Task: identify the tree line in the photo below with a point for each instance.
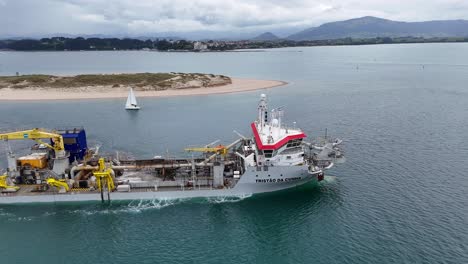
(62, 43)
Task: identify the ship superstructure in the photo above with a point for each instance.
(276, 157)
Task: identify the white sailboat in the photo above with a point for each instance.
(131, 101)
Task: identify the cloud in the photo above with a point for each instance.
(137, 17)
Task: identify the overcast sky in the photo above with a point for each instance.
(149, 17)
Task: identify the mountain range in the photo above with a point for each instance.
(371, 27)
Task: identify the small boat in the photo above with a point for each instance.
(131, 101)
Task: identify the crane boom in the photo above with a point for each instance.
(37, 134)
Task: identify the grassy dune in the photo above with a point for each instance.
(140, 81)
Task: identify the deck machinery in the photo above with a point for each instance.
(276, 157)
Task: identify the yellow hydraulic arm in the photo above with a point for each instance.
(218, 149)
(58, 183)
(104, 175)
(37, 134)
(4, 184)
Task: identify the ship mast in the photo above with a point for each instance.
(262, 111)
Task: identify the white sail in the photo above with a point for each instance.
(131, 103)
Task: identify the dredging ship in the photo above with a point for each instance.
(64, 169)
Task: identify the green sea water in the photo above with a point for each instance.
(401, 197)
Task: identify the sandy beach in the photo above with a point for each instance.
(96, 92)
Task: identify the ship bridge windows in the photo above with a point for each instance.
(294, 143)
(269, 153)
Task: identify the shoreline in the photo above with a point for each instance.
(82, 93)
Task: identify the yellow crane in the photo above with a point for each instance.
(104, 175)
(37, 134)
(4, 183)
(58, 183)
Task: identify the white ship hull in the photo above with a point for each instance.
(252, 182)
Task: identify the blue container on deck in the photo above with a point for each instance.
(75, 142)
:::
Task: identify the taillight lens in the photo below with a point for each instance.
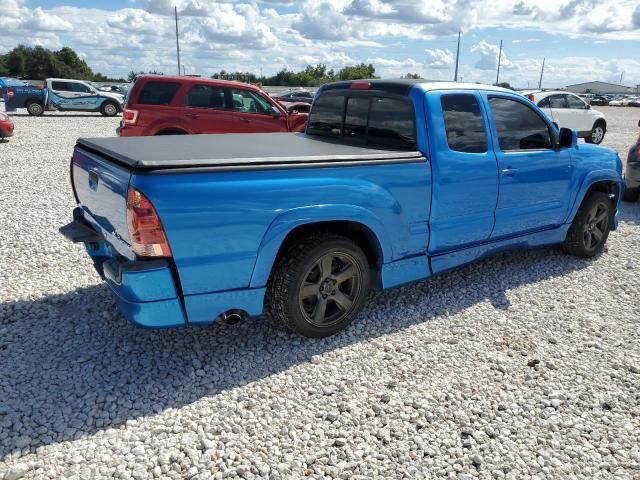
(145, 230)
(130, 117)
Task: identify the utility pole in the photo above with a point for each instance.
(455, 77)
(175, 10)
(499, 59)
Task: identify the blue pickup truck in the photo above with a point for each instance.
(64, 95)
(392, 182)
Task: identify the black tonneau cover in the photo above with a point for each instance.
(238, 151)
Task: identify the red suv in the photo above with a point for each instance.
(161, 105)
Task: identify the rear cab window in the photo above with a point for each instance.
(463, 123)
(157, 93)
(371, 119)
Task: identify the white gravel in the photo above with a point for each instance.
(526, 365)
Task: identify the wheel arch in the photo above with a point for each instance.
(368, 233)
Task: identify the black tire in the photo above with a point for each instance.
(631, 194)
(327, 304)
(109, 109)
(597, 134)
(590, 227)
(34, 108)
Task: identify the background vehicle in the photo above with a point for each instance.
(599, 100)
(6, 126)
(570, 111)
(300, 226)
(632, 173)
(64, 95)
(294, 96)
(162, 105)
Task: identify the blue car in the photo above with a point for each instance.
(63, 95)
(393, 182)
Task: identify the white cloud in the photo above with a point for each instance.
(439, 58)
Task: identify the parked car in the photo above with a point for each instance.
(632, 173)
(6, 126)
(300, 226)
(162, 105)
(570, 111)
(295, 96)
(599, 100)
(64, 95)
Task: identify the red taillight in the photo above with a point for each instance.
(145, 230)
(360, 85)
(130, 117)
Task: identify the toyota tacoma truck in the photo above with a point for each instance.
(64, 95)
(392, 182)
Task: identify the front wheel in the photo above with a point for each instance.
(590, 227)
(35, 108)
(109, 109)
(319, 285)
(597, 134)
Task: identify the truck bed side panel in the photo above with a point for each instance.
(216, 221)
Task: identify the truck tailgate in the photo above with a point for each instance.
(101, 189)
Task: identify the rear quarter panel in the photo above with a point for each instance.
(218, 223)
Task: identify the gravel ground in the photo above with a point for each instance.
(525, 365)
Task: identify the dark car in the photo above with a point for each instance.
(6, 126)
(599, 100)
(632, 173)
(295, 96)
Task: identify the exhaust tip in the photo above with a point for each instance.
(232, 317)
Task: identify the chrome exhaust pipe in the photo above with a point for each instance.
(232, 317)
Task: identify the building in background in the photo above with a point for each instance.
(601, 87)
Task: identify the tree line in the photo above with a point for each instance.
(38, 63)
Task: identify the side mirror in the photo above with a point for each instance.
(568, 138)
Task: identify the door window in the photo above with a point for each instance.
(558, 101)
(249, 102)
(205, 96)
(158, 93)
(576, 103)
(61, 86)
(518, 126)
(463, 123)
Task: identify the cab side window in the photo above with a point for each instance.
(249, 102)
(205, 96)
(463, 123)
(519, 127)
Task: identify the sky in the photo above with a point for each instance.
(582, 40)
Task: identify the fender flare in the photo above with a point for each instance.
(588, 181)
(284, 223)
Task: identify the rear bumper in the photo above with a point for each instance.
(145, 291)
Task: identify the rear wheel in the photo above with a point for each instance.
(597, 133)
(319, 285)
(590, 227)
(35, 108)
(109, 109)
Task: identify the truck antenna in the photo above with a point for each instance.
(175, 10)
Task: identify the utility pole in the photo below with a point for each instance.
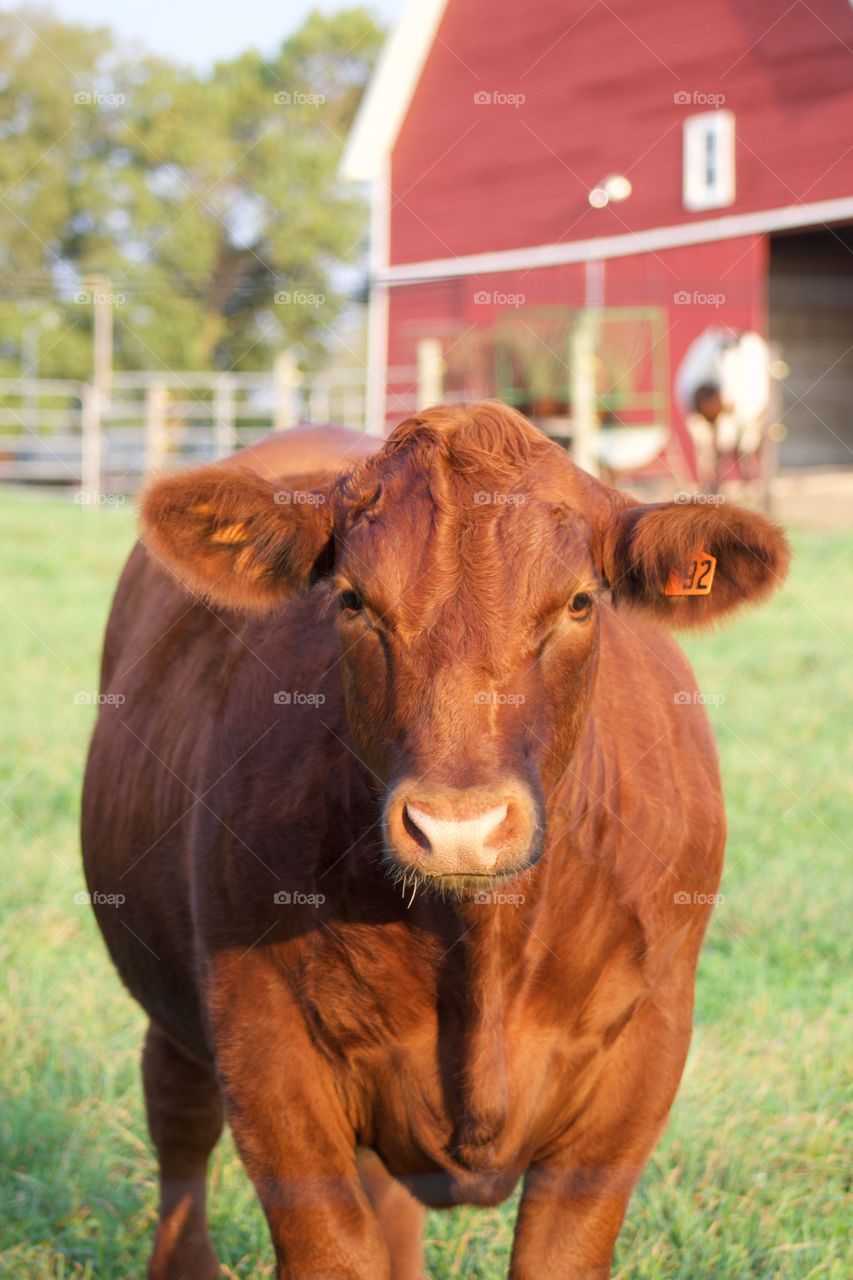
:::
• DIRECTIONS FOR THIS TASK: Please copy out the lines from the line with "Task: identify the truck antenna" up to and including the line with "Task: identify the utility pole in the photo below", keeping every line, and increase each point coordinate in them by 37.

• ANSWER IN FULL:
Task: identify the truck antenna in the photo above with a point for each instance.
(212, 47)
Task: identify the utility pole in the photo below with a point for each instance.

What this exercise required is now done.